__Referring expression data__
*** Begin section ***

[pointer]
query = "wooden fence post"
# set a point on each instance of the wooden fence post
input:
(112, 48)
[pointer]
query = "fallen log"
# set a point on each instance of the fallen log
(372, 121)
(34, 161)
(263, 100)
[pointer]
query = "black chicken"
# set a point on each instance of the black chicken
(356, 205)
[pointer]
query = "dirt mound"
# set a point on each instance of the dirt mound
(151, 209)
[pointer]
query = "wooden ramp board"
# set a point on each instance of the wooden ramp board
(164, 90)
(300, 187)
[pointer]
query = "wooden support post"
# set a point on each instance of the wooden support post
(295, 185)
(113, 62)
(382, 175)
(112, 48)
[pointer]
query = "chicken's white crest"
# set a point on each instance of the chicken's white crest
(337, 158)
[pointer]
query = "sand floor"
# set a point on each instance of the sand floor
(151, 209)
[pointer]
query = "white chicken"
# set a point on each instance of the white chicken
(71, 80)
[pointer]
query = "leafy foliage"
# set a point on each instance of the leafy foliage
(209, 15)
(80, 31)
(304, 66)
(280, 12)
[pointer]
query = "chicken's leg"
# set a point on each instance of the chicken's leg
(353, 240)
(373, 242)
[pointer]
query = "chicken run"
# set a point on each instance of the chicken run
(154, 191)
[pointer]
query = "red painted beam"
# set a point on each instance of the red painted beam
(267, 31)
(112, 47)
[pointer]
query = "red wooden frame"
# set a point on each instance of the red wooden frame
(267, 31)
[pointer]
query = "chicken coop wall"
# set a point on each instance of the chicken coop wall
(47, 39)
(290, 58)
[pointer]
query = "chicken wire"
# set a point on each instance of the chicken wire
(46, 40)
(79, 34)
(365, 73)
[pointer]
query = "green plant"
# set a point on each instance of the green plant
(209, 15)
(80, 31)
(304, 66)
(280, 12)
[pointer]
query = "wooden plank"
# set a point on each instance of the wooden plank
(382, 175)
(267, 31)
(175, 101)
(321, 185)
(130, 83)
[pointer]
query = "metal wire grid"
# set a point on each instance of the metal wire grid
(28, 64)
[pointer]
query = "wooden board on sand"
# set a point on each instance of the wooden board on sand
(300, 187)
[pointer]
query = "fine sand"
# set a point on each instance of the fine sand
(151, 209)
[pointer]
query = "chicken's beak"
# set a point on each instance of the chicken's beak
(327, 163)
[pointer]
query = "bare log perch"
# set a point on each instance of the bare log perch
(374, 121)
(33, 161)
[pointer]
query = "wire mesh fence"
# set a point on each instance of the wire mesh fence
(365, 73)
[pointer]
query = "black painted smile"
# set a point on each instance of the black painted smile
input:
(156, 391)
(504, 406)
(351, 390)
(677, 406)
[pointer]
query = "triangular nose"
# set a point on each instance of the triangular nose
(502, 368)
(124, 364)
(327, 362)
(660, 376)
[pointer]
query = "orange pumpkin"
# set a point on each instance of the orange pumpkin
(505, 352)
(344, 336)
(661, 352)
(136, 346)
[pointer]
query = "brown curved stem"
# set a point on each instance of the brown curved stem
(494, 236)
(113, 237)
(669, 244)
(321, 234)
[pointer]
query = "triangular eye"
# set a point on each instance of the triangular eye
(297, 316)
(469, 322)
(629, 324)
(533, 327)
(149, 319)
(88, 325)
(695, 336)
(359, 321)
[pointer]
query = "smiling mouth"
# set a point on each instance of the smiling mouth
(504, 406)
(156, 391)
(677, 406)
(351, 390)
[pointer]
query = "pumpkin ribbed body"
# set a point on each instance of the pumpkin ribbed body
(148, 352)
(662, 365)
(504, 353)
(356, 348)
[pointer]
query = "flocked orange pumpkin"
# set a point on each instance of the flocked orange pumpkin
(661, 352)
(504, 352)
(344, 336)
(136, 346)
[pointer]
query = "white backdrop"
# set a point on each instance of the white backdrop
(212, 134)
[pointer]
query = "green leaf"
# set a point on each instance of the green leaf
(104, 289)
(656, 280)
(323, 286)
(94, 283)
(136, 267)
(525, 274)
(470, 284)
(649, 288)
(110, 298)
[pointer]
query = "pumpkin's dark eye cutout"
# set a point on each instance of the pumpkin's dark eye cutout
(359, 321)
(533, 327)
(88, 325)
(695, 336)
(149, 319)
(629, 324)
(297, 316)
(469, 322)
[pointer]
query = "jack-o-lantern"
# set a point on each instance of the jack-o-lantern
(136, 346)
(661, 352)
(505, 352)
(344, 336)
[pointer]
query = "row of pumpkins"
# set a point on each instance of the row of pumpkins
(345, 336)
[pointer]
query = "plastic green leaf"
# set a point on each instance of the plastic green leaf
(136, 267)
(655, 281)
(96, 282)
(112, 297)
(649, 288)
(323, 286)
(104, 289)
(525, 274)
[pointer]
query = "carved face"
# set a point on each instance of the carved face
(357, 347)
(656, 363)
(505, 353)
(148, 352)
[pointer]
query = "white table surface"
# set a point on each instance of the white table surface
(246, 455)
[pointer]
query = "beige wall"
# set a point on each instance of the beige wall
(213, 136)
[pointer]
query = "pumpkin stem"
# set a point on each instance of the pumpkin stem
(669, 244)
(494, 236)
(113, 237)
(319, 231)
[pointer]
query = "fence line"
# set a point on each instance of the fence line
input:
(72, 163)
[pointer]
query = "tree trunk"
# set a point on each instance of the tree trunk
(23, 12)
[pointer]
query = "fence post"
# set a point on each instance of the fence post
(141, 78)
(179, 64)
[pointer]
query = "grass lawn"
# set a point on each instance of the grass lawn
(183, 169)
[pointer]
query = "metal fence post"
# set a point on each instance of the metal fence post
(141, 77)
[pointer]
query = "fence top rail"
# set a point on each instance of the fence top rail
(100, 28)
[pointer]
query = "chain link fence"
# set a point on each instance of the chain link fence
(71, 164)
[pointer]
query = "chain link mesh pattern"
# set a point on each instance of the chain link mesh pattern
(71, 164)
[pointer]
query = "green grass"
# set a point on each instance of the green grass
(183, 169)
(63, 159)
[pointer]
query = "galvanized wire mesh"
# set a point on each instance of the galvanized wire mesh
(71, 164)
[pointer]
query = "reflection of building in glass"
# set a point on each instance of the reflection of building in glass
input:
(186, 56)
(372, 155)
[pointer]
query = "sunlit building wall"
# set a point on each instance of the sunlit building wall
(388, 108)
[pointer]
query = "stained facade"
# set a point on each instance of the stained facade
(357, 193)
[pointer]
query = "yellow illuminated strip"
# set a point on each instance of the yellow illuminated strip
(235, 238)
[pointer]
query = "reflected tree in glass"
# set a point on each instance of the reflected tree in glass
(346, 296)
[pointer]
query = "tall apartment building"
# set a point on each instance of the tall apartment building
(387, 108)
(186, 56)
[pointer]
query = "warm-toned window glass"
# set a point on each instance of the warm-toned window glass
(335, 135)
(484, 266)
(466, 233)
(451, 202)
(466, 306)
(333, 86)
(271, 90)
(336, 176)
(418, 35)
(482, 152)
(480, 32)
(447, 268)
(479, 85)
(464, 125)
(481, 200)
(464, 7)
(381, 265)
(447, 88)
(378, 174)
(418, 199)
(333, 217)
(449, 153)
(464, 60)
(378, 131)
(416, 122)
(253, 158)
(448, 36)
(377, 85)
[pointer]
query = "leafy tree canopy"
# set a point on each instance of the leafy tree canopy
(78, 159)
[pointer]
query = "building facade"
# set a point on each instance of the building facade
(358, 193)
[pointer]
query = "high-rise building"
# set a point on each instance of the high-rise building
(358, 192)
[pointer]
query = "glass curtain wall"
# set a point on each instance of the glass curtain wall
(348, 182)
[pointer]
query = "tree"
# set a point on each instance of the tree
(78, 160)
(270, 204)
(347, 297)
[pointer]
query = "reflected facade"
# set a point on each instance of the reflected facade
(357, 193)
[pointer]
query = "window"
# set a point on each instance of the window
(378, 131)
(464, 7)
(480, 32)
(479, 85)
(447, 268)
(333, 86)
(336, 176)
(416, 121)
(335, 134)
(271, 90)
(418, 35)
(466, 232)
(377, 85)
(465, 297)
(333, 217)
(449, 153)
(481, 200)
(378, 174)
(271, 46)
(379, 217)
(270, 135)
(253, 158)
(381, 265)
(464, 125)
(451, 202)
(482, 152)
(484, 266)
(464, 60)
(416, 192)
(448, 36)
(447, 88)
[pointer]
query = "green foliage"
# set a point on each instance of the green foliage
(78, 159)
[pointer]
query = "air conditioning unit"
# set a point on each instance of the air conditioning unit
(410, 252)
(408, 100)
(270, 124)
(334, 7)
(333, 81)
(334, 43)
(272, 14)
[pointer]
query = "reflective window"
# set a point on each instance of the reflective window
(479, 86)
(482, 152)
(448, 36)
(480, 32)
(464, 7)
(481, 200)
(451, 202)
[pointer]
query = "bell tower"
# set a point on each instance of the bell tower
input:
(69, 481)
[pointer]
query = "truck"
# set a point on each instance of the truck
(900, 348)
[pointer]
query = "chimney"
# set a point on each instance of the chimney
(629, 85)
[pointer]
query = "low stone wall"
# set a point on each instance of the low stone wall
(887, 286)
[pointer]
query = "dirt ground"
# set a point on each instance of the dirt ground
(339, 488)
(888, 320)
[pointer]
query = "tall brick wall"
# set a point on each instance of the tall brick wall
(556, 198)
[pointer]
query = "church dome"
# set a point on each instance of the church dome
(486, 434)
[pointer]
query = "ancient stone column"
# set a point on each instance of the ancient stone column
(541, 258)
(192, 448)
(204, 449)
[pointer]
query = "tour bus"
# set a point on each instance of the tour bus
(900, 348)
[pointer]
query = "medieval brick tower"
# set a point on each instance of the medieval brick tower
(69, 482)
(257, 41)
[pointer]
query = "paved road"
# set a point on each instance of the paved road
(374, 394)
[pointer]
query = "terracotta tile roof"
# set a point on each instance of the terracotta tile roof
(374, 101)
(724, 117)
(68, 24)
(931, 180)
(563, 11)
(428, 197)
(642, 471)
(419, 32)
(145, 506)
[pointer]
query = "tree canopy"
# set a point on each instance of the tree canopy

*** End section ***

__YOUR INSTRUCTIONS__
Every line above that includes the word "bell" must appear in the answer.

__TASK RESPONSE__
query = "bell tower"
# set a point on each instance of the bell tower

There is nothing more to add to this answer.